**Task brief**.
Please reproduce the stretch of the data below, from the line containing "Target: checkered scarf" through the line containing "Target: eyeglasses", word for word.

**Dataset content**.
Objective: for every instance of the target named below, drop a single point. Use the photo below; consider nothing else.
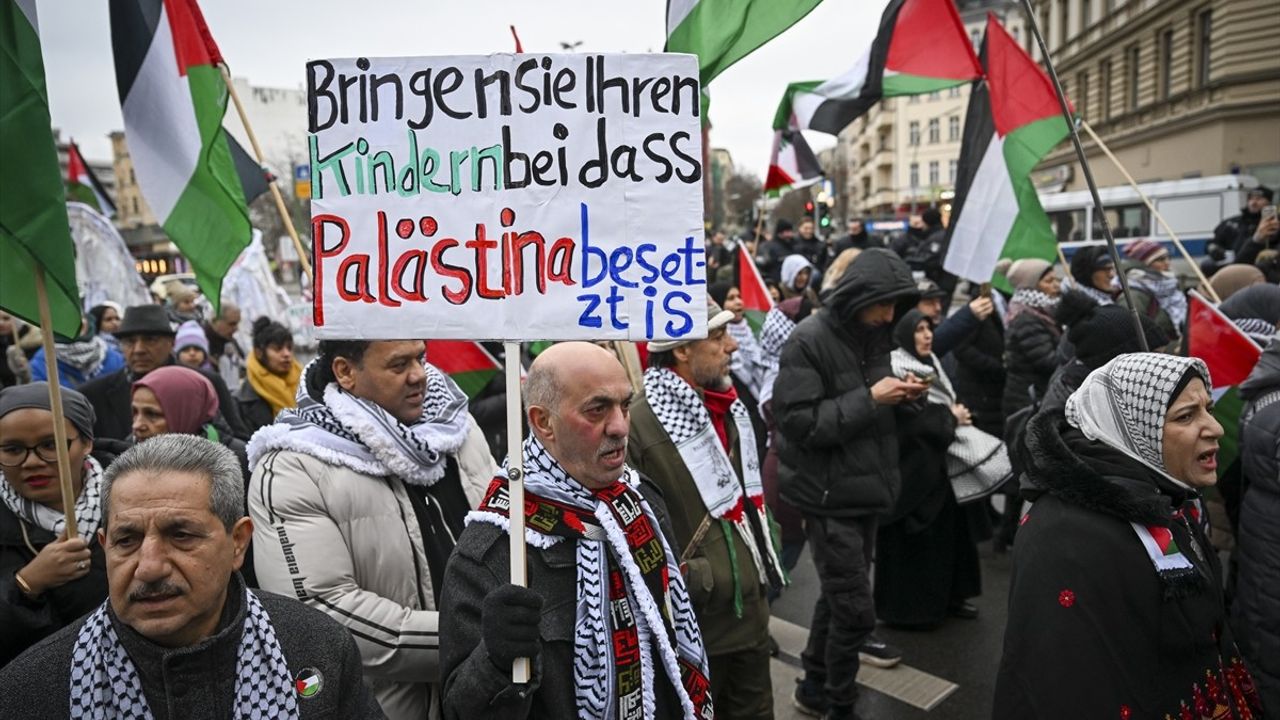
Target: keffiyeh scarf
* * *
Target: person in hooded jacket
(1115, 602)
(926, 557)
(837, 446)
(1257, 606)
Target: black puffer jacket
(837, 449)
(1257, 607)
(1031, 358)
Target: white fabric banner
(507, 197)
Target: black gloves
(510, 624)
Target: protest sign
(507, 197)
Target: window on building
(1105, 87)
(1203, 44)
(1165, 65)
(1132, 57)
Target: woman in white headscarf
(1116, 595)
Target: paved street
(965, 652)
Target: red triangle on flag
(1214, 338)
* * *
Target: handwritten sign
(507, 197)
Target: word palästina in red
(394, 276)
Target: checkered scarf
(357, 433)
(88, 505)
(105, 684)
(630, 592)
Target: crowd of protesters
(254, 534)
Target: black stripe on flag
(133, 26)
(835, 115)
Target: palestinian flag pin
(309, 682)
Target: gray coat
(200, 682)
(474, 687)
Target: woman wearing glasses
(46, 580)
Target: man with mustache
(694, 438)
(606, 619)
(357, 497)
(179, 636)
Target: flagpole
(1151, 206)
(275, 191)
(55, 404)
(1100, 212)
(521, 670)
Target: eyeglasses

**Reply**.
Target: checkered scarf
(357, 433)
(88, 505)
(105, 684)
(630, 592)
Target: crowd of protesters
(254, 534)
Target: black stripe on flag
(133, 26)
(835, 115)
Target: palestinian flag pin
(309, 682)
Target: gray coat
(200, 682)
(474, 687)
Target: woman wearing glasses
(46, 580)
Target: man with mustache
(694, 438)
(606, 619)
(357, 497)
(179, 636)
Target: flagpole
(1151, 206)
(275, 191)
(55, 404)
(1100, 212)
(521, 670)
Target: eyeglasses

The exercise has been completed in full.